Studio album by the Go-Go's
- Released: May 15, 2001
- Recorded: 2000–2001
- Studio: Sound City and Sound Image, except "Here You Are" at Moodus Noise and Sunset Sound (Los Angeles, California)
- Genre: Pop punk; pop rock;
- Length: 45:08
- Label: Beyond
- Producer: Paul Q. Kolderie; Sean Slade; Rick Neigher;

The Go-Go's chronology
| VH1 Behind the Music: Go-Go's Collection (2000) | God Bless the Go-Go's (2001) |  |

Alternative cover
- Deluxe edition cover

Singles from God Bless the Go-Go's
- "Unforgiven" Released: March 19, 2001; "Apology" Released: July 23, 2001;

= God Bless the Go-Go's =

2001 studio album by the Go-Go's

God Bless the Go-Go's is the fourth and final studio album by American rock band the Go-Go's, released on May 15, 2001, by Beyond Music. It was the band's first studio album after a lengthy hiatus, and was released 17 years after their previous album Talk Show (1984).

While many of the band's earlier hits had been written within the band, the Go-Go's worked with other artists for God Bless the Go-Go's; songwriters that contributed to the album included Billie Joe Armstrong, Jill Sobule and Susanna Hoffs, among other musicians.

==Release==
God Bless the Go-Go's was released on May 15, 2001, by the Beyond Music label. The album peaked at number 57 on the US Billboard 200. "Unforgiven" served as the album's lead single, and was released to radio on March 19, 2001, followed by a second single, "Apology", on July 23, 2001.

**WHAT IS NEEDED:** Return the passage of the album article between "God Bless the Go-Go's is" and "July 23, 2001.", inclusive, copied without any change. The entries that follow have no connection to the album article above.

**INFORMATION GIVEN:**

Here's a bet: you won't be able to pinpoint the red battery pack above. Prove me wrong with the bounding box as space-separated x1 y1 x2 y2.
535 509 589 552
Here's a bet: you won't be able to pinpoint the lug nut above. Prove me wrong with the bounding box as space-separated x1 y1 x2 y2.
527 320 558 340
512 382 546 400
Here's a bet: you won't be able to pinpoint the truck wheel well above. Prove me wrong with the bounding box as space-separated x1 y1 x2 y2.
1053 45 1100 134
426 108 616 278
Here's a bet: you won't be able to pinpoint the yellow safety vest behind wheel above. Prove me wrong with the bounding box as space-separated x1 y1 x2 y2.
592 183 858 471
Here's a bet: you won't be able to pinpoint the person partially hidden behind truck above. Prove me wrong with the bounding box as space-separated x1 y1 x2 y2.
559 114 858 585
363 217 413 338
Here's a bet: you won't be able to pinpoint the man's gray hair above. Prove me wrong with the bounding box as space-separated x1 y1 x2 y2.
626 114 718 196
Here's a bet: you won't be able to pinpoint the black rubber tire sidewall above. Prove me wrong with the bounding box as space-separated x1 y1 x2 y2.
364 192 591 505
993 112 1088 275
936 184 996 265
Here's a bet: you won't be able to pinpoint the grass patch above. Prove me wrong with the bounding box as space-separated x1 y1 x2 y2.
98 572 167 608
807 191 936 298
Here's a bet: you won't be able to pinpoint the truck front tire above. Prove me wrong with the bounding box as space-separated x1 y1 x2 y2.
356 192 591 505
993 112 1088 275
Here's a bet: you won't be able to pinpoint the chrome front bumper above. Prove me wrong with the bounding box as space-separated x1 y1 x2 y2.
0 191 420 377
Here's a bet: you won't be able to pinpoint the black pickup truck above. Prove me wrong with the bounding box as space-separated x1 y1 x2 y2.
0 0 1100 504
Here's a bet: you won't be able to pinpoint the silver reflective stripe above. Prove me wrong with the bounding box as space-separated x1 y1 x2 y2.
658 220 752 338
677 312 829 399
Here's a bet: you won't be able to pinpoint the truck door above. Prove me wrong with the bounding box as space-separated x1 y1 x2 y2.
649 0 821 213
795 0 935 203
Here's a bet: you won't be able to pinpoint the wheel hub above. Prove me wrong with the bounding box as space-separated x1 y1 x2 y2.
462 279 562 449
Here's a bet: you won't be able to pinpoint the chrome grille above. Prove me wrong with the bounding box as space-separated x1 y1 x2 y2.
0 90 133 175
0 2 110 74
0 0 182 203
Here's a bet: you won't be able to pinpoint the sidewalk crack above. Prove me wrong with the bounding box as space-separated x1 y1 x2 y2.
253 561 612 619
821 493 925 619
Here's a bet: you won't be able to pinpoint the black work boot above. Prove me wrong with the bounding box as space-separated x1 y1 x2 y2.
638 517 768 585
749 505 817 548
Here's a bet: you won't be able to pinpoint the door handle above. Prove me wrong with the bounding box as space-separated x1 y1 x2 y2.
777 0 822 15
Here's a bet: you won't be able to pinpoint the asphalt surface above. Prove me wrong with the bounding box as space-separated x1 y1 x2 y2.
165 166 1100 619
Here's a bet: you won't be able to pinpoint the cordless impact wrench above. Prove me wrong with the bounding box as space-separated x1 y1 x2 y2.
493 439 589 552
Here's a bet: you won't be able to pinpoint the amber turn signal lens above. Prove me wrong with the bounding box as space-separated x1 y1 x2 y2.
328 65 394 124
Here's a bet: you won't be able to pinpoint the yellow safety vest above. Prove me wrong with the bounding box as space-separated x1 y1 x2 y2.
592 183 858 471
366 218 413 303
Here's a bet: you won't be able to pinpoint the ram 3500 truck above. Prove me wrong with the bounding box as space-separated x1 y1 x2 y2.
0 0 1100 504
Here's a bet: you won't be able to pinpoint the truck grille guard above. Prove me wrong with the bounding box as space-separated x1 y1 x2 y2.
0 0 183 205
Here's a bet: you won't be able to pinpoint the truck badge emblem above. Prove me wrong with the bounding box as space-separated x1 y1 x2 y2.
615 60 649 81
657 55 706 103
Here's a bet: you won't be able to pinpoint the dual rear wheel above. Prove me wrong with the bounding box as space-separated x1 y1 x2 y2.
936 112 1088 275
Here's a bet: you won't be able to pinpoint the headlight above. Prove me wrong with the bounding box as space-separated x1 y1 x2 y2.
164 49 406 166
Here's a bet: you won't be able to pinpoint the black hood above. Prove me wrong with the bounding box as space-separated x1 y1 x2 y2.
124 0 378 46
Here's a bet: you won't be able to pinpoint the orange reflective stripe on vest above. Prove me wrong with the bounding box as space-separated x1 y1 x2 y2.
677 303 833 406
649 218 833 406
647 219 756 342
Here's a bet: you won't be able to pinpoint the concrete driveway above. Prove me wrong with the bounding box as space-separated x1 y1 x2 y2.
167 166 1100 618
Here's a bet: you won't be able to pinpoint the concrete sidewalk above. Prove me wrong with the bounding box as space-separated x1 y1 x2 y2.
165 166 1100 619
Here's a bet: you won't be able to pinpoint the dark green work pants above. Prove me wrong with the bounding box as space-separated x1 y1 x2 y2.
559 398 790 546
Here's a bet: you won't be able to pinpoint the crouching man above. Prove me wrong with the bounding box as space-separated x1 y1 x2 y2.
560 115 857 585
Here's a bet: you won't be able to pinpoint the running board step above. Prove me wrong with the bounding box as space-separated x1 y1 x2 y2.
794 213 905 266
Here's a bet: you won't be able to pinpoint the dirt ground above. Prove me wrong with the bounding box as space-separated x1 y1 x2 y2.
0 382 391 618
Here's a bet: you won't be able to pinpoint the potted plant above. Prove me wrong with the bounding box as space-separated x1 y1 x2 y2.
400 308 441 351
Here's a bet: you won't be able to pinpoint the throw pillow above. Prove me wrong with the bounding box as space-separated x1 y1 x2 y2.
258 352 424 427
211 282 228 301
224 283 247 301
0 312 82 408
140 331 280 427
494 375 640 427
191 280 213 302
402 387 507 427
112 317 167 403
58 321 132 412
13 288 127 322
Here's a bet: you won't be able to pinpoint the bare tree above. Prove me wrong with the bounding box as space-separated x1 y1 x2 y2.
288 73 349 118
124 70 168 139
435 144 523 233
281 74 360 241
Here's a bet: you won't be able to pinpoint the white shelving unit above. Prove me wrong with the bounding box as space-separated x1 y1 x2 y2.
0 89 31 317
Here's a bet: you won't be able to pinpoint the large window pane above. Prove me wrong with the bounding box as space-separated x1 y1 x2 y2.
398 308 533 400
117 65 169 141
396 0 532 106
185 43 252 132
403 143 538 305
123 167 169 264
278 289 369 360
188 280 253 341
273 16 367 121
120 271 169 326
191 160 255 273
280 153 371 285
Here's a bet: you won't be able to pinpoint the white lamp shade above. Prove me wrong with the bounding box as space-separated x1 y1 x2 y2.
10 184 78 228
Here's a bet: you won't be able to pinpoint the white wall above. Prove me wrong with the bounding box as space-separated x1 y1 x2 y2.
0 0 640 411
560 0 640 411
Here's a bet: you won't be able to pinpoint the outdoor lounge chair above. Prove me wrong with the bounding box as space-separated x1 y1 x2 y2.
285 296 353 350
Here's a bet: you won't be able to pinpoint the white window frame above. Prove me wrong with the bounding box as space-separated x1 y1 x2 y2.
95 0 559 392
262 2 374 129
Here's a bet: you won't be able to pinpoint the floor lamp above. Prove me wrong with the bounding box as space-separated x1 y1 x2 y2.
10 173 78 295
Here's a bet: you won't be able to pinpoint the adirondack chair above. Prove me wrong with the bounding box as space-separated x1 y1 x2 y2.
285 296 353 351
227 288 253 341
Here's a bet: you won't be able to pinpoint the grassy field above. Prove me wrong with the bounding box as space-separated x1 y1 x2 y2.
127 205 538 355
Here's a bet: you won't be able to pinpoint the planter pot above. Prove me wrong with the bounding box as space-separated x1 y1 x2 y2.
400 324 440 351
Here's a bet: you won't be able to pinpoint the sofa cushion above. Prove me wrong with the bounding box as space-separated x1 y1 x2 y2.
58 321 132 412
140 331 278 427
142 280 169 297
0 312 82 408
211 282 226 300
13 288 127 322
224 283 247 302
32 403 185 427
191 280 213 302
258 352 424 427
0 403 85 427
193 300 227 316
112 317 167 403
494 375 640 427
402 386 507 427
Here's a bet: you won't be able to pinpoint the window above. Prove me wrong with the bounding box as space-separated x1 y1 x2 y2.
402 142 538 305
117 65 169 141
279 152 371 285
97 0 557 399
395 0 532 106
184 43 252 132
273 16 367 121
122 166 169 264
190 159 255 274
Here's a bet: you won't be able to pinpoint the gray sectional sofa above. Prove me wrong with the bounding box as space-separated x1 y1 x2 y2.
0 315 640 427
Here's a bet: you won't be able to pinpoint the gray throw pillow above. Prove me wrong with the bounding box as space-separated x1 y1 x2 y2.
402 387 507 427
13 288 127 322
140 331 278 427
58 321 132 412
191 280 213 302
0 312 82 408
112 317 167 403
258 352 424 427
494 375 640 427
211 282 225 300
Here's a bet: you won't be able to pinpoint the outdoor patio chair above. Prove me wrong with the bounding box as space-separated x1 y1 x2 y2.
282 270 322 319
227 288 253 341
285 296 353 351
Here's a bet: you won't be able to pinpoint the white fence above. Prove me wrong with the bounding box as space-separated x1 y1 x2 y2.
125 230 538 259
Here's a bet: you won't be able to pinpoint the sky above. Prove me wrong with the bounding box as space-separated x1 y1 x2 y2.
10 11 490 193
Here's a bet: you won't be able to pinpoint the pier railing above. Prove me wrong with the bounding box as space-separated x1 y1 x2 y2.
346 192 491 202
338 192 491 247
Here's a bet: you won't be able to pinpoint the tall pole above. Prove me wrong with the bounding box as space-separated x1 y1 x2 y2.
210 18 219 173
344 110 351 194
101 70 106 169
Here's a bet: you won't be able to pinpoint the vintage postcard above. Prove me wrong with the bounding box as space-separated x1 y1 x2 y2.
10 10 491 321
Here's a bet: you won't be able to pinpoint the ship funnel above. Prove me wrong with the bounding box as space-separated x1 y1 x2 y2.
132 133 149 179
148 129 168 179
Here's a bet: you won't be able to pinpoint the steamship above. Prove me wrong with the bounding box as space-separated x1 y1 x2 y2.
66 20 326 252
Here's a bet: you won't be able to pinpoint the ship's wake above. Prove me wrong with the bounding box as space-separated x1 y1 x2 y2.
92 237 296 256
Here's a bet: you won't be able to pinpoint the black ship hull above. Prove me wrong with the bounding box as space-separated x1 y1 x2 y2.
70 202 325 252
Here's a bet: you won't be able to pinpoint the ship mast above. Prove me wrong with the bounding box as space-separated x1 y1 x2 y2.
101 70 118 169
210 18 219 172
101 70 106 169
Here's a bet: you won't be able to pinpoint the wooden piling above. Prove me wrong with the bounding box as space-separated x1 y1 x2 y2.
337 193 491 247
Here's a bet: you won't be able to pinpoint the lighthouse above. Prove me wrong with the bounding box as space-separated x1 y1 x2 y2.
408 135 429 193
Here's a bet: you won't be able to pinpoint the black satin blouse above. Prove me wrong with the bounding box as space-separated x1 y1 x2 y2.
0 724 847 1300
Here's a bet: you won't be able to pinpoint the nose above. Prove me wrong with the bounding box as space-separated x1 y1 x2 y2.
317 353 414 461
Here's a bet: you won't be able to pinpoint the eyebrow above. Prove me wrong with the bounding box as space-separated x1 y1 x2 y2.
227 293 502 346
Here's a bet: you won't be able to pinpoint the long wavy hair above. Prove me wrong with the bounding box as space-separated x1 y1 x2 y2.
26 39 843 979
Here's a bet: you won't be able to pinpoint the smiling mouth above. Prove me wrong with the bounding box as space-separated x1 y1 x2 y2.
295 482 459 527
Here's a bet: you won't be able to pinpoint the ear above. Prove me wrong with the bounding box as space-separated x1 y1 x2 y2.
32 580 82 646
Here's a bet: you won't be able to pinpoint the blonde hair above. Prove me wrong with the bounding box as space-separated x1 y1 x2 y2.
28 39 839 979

**SOLUTION TO THIS PROBLEM:**
God Bless the Go-Go's is the fourth and final studio album by American rock band the Go-Go's, released on May 15, 2001, by Beyond Music. It was the band's first studio album after a lengthy hiatus, and was released 17 years after their previous album Talk Show (1984).

While many of the band's earlier hits had been written within the band, the Go-Go's worked with other artists for God Bless the Go-Go's; songwriters that contributed to the album included Billie Joe Armstrong, Jill Sobule and Susanna Hoffs, among other musicians.

==Release==
God Bless the Go-Go's was released on May 15, 2001, by the Beyond Music label. The album peaked at number 57 on the US Billboard 200. "Unforgiven" served as the album's lead single, and was released to radio on March 19, 2001, followed by a second single, "Apology", on July 23, 2001.